# Problem statement
Print every entry below word for word, keeping each line as it appears.

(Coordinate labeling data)
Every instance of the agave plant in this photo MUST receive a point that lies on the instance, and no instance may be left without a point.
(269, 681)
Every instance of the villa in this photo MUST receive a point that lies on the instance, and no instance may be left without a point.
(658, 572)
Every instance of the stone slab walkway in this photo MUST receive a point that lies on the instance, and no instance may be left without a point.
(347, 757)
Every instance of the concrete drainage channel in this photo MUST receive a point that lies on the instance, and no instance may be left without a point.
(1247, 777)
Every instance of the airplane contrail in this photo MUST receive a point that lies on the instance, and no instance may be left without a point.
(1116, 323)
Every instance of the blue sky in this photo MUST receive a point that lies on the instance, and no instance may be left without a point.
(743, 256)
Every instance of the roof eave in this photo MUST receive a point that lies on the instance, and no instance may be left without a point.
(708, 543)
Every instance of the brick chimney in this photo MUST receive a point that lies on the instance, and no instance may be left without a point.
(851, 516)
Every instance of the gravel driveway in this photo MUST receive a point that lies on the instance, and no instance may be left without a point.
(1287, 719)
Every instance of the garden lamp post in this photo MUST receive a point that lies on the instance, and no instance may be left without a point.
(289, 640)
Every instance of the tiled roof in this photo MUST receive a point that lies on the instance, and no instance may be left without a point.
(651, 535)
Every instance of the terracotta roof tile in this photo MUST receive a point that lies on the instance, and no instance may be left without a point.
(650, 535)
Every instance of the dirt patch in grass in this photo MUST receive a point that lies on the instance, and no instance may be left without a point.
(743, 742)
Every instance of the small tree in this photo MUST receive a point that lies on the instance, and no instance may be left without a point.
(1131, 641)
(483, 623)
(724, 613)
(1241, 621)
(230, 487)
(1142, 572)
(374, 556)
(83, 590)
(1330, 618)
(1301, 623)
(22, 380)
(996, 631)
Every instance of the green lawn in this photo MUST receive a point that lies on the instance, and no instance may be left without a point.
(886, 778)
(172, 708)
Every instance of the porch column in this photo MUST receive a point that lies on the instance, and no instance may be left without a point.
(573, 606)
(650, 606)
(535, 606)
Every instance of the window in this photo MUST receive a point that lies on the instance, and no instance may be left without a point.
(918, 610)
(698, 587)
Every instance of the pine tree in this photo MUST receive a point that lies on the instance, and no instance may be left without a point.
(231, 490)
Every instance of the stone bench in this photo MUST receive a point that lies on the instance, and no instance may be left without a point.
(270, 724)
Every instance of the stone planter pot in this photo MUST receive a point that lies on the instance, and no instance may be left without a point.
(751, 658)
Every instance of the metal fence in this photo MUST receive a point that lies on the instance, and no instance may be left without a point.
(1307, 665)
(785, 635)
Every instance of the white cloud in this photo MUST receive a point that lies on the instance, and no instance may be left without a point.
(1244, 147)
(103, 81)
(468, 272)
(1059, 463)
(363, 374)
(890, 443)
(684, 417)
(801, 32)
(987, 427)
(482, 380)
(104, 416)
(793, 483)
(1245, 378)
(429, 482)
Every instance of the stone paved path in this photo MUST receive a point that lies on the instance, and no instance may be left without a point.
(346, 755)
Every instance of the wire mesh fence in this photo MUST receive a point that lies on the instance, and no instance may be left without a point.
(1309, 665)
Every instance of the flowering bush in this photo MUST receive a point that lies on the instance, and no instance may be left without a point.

# Result
Every instance of the agave plant in this photo MUST receive a point that lies on the instance, and no instance may be left without a point.
(269, 681)
Every instance of the villa in this photo MUST receive a point that lies on the instance, and no instance may be left without a point.
(658, 572)
Every instance of the stone slab walkway in this photo MUST receive a point that lies on the instance, and no instance may be left without a point.
(347, 757)
Every instance of the concrete drainage channel in this photo MUST receive a point that lies on the instance, and no instance may be left without a point.
(1247, 777)
Every instance of the airplane contrail in this photo MUST receive a point that lies on the instance, and no instance may be left without a point.
(1116, 323)
Every instance of the blue sky in this photo MUST receive a point that lies on the instance, and no instance may be left without a point.
(743, 256)
Every instance of the roof eave in this photo MUST receive a point that lies on the instance, and no instance may be left without a point.
(708, 543)
Every instance of the brick chimney in this photo MUST receive a point that lies on the instance, and no instance may be left without a point.
(851, 516)
Every instance of the gravel driveway in this photo MUST receive a point that lies on the instance, and no instance may be left without a point.
(1287, 719)
Every instance of the garden lamp post in this photo MUST receive a point that lies on the instance, and no instance may be left without a point.
(289, 640)
Every instance of the tiled roof in this photo MUST receive a point that lies on the instance, and no instance may be left without a point.
(651, 535)
Every instance of the terracotta roof tile in this photo MUST receive a point that lies on the instance, and no instance may be left without a point.
(650, 535)
Every instance of the dirt patch in grass in this photo MUST receive a point that lies on the instance, and no instance may be left without a point.
(743, 742)
Every instance of the small tree in this photo MUST receive a point that lies on the instance, and no instance may be left without a point.
(1131, 641)
(483, 623)
(724, 613)
(1241, 621)
(230, 487)
(1142, 572)
(374, 556)
(83, 590)
(1330, 618)
(1301, 623)
(22, 380)
(996, 631)
Every instance of the green lawn in this photo MUST receive a point that lies on the instance, and no instance may be left without a point.
(886, 778)
(172, 708)
Every instance of the porch column in this photo MUST receive a point that lies on the instance, and no instance may be left without a point.
(573, 606)
(650, 606)
(535, 606)
Every instance of the window in this photo MUST receive a point that lies on the instance, and no instance may be left without a point.
(918, 610)
(698, 587)
Every instance of the pine tree in this photo MUST receive a point that lies on the instance, and no instance may be left without a point.
(231, 490)
Every instance of the stone bench in this photo MUST receive a point that lies on the instance, and no instance may be left without a point.
(270, 724)
Every instance of the stone planter pot in this photo MUST receive a point that lies on the instance, and no instance may be left without a point.
(751, 658)
Every instance of the metal fence in this photo MUST receive a point that lies on the instance, and no instance may be left without a point.
(1307, 665)
(785, 635)
Every instance of the white cloud in this photo MUST receive a point that lies on the instance, and no instance may be left without a point.
(1244, 147)
(103, 81)
(468, 272)
(1059, 463)
(363, 374)
(890, 443)
(684, 417)
(801, 32)
(987, 427)
(482, 380)
(104, 416)
(793, 483)
(1245, 378)
(429, 482)
Every instance of the stone paved path in this photo MUST receive a point that lies on the instance, and no instance may be left without a point.
(346, 755)
Every instance of the wire mesh fence in this photo MUST receive a point that lies on the instance, and no instance may be left without a point.
(1309, 665)
Every instance of the flowering bush in this photo MUST receive a point that lies on the instance, and no instance may be left without a point.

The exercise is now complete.